PROBLEM DETAILS ▸ Could you report every line from the entries that includes the word "pole"?

━━━━━ MATERIAL FOR THIS EXERCISE

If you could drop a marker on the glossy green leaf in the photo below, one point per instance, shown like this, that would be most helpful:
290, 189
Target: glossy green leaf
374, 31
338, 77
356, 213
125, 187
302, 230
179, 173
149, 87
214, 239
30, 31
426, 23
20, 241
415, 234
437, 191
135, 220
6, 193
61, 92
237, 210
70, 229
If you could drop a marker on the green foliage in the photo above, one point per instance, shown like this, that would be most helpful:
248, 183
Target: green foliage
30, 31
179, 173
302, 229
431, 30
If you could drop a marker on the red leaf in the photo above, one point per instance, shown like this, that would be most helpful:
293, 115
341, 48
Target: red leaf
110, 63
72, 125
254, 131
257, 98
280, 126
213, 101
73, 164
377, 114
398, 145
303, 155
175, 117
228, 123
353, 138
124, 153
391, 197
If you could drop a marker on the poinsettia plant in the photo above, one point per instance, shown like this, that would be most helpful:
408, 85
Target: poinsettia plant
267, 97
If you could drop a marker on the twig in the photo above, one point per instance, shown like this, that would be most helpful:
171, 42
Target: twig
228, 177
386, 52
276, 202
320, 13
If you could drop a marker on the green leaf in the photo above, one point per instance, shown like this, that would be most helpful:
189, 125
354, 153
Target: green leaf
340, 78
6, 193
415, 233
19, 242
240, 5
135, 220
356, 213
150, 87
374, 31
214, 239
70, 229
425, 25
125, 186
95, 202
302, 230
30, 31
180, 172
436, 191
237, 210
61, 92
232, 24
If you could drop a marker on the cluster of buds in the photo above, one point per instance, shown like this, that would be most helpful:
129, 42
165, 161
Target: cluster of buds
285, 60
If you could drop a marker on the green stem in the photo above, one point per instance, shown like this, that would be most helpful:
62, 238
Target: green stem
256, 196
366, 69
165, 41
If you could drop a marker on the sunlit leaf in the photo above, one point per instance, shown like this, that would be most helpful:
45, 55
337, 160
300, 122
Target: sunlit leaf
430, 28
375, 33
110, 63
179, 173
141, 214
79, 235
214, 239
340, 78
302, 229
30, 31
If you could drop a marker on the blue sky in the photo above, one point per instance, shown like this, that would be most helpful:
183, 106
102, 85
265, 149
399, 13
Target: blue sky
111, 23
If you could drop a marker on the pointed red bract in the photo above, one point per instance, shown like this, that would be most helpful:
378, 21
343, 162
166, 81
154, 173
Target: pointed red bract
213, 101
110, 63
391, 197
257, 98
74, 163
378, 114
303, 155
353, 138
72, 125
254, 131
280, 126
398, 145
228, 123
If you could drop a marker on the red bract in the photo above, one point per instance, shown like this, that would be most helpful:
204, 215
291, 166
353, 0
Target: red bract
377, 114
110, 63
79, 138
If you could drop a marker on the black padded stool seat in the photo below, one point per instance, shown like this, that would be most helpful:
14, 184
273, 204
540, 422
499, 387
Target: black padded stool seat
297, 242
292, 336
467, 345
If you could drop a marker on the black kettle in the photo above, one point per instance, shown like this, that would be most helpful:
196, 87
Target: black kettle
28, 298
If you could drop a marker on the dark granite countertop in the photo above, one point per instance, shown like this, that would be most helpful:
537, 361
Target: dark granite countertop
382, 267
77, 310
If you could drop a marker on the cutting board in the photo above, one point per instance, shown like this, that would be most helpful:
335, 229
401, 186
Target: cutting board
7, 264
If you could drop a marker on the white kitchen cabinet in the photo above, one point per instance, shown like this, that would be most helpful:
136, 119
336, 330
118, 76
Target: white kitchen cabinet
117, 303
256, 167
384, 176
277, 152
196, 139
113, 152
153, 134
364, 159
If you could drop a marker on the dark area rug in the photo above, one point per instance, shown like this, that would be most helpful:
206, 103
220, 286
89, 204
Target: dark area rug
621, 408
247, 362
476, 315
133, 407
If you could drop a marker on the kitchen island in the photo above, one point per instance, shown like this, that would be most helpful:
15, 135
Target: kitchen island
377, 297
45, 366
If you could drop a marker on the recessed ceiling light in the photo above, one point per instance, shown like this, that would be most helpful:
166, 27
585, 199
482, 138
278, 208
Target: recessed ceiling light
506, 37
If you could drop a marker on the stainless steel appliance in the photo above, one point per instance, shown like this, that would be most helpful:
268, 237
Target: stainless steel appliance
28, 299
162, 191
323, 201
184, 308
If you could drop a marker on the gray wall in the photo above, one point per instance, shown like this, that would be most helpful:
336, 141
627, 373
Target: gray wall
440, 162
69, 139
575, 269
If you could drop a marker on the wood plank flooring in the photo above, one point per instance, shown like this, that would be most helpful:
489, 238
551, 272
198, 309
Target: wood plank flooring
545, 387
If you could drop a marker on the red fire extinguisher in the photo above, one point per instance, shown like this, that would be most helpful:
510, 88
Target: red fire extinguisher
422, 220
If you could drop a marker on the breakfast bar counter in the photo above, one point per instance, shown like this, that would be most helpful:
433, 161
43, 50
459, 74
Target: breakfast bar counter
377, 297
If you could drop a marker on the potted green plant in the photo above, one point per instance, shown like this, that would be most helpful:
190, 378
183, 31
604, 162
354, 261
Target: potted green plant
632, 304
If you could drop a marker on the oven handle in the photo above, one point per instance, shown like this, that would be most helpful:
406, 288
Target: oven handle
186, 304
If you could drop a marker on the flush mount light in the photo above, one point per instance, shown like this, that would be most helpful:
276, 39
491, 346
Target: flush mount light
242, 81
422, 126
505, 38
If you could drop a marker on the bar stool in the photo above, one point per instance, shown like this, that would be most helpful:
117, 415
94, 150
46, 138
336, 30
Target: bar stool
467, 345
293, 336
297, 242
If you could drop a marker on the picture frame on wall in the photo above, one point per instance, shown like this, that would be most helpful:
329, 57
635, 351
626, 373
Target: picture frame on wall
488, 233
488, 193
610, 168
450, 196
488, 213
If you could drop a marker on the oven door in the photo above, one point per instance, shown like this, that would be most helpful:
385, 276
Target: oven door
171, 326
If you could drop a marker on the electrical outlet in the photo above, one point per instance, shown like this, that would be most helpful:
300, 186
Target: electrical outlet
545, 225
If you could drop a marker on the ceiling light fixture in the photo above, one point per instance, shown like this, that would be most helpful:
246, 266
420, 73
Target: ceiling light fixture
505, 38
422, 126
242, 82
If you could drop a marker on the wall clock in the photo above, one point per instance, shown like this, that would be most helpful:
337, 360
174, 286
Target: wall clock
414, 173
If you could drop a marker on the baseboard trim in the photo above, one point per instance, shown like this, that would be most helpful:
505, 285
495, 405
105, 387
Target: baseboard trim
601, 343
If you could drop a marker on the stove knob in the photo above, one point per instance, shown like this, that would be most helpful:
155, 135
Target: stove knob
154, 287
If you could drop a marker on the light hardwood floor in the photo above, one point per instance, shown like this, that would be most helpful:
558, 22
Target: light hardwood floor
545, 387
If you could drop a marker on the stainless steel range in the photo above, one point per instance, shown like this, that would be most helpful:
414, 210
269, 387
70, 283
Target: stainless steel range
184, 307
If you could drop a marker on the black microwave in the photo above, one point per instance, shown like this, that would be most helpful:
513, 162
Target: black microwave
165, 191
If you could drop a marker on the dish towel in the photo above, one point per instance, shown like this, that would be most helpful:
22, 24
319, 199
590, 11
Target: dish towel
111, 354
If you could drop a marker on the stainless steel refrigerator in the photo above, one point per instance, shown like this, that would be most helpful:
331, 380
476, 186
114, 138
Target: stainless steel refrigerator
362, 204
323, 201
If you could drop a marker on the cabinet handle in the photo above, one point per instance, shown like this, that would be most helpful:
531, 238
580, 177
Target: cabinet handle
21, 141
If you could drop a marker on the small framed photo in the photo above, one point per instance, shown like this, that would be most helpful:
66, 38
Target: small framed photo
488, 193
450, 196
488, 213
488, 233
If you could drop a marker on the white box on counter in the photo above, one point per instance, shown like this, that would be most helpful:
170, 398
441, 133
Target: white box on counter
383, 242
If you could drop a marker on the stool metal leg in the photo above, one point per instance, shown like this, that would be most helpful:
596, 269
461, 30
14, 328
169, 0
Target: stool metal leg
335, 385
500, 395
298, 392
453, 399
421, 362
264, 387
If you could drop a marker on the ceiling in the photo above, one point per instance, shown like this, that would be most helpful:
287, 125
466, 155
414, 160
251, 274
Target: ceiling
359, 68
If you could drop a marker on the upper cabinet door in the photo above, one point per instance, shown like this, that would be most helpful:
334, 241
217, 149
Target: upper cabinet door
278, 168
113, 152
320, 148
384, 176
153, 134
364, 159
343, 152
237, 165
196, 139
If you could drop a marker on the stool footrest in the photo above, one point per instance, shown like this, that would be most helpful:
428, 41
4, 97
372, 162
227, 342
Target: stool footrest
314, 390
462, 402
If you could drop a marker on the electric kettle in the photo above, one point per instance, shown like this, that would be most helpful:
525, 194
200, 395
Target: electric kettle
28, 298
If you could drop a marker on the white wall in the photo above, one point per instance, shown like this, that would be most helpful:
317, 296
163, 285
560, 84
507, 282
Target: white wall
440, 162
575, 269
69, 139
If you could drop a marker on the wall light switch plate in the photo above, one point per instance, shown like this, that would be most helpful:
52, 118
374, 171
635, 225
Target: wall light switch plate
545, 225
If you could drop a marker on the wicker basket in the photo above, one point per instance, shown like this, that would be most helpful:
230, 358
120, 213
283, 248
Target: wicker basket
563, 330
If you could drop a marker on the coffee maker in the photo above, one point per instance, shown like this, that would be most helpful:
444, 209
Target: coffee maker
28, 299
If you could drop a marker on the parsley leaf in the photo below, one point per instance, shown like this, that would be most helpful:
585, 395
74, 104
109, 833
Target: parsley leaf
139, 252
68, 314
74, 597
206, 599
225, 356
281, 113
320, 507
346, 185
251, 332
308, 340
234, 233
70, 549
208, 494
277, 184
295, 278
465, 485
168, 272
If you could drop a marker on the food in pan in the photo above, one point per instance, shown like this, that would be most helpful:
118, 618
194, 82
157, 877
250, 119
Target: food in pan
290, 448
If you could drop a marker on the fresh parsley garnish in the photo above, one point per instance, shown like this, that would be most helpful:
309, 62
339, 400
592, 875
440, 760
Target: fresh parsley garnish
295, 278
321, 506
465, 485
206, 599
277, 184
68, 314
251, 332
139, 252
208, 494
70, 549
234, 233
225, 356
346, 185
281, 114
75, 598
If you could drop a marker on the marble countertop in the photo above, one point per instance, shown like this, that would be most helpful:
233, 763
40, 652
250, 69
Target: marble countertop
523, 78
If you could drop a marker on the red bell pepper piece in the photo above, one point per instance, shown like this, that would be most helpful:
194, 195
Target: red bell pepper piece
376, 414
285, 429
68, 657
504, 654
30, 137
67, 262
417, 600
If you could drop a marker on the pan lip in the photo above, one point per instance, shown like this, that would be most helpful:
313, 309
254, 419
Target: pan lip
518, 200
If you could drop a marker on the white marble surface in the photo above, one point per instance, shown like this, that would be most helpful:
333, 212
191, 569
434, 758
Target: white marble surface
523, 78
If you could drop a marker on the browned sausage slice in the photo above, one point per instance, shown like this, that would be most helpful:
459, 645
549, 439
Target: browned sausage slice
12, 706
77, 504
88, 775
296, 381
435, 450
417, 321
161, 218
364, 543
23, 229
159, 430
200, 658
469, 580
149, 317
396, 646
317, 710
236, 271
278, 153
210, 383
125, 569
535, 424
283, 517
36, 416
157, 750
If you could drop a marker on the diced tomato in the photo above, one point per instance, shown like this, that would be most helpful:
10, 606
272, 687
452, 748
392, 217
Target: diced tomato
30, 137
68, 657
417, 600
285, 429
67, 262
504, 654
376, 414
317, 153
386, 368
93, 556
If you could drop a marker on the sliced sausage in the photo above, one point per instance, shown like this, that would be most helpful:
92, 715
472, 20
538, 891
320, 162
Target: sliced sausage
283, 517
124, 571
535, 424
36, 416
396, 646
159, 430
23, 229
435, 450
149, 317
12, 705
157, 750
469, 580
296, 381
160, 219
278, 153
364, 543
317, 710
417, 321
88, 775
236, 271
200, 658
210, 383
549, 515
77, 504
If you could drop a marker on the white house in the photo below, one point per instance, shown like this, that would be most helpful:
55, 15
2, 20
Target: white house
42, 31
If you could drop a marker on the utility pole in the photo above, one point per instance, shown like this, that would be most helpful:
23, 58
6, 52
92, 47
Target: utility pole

━━━━━━━━━━

SOLUTION ▸
If you could drop a marker on the utility pole in the photo above, one point per instance, shown like this, that would be most helpful:
Target: utility pole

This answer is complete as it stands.